Task input —
%%

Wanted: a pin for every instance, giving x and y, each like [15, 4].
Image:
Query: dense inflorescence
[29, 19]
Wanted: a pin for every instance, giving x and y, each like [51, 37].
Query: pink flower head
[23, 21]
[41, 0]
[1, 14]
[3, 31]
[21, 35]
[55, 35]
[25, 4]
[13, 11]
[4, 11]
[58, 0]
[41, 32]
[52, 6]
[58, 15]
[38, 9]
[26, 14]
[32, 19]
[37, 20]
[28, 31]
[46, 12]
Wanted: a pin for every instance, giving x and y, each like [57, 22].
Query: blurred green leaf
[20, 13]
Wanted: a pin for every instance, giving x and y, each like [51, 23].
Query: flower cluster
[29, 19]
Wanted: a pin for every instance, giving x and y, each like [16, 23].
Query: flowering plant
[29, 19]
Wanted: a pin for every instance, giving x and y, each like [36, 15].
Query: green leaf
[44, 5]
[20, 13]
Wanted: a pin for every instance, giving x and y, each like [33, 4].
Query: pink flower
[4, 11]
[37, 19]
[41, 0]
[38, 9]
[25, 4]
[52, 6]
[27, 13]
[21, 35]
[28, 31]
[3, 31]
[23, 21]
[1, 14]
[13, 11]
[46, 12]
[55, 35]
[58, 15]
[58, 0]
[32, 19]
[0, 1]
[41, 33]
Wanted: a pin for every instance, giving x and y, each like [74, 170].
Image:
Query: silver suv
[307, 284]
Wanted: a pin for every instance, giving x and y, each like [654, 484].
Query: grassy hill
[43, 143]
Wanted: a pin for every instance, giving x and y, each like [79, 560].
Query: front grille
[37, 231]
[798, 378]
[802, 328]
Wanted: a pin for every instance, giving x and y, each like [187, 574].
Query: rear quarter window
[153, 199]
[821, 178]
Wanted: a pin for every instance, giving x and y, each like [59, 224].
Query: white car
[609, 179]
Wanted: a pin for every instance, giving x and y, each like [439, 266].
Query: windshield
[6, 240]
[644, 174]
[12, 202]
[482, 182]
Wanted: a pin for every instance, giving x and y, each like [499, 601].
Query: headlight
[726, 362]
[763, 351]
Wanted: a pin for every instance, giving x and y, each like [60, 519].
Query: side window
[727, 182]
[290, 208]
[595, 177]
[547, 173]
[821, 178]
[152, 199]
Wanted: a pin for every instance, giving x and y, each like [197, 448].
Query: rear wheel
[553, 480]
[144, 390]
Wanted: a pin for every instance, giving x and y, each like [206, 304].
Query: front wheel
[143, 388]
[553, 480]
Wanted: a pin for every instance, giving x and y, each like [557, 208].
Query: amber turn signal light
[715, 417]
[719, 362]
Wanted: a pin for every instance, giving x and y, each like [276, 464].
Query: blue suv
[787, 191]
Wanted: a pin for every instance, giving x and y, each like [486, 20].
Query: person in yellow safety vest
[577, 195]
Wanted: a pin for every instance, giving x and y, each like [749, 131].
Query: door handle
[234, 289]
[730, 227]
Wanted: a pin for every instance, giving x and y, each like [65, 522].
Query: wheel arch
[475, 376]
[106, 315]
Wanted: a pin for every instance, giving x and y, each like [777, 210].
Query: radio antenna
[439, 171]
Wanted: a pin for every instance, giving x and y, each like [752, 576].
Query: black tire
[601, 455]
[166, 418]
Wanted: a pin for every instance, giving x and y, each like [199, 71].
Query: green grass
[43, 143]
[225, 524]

%%

What is being asked —
Put the entries above, everything from the line containing "like [439, 266]." down through the last entry, into a two-column CSV with the headers request and response. Give one row per entry, with each field in double quotes and its line breaks replaced by spaces.

Reply to the task —
request,response
"Wanted: a pin for every instance, giving x and y, each like [439, 266]. Query: windshield","[6, 240] [644, 174] [12, 202] [482, 182]"
"Wanted: a pin for every instance, giving x and y, each like [499, 601]. Query: headlight","[726, 362] [763, 351]"
"Wanted: a pin for every instance, giving x and y, each like [60, 519]. Query: side window","[727, 182] [290, 208] [595, 177] [547, 173] [821, 178] [152, 199]"
"Wanted: a pin for every instance, giving x and y, each like [197, 448]. Query: rear wheel","[553, 480] [144, 390]"
"Wanted: a pin for every instance, giving x and y, each like [206, 304]. Query: front wheel","[143, 388] [553, 480]"
"Wanted: a pin for every instance, giving x and y, each like [557, 208]. Query: amber turn signal light","[715, 417] [719, 362]"
"Wanted: a pin for every instance, giving x and y, each like [276, 464]. Query: blue suv","[787, 191]"
"Wanted: a pin for every instance, giving x and y, each like [486, 20]. Query: person in yellow safety vest","[577, 195]"
"Wanted: a pin for every instance, giving x and y, each like [749, 131]. Query: door handle","[234, 289] [730, 227]"
"Wanted: a pin for every instance, giving x and y, each like [65, 522]. Query: wheel arch","[475, 376] [106, 315]"
"Wanted: a pin for every instance, giving x and y, each like [777, 210]. Query: radio antenna","[439, 171]"
"Wanted: a pin for every instance, giving x and y, each like [752, 576]. Query: black tire","[601, 455] [166, 418]"
"Wanted: a pin for every instance, giving x and y, each like [199, 71]. Query: green grass","[43, 143] [225, 524]"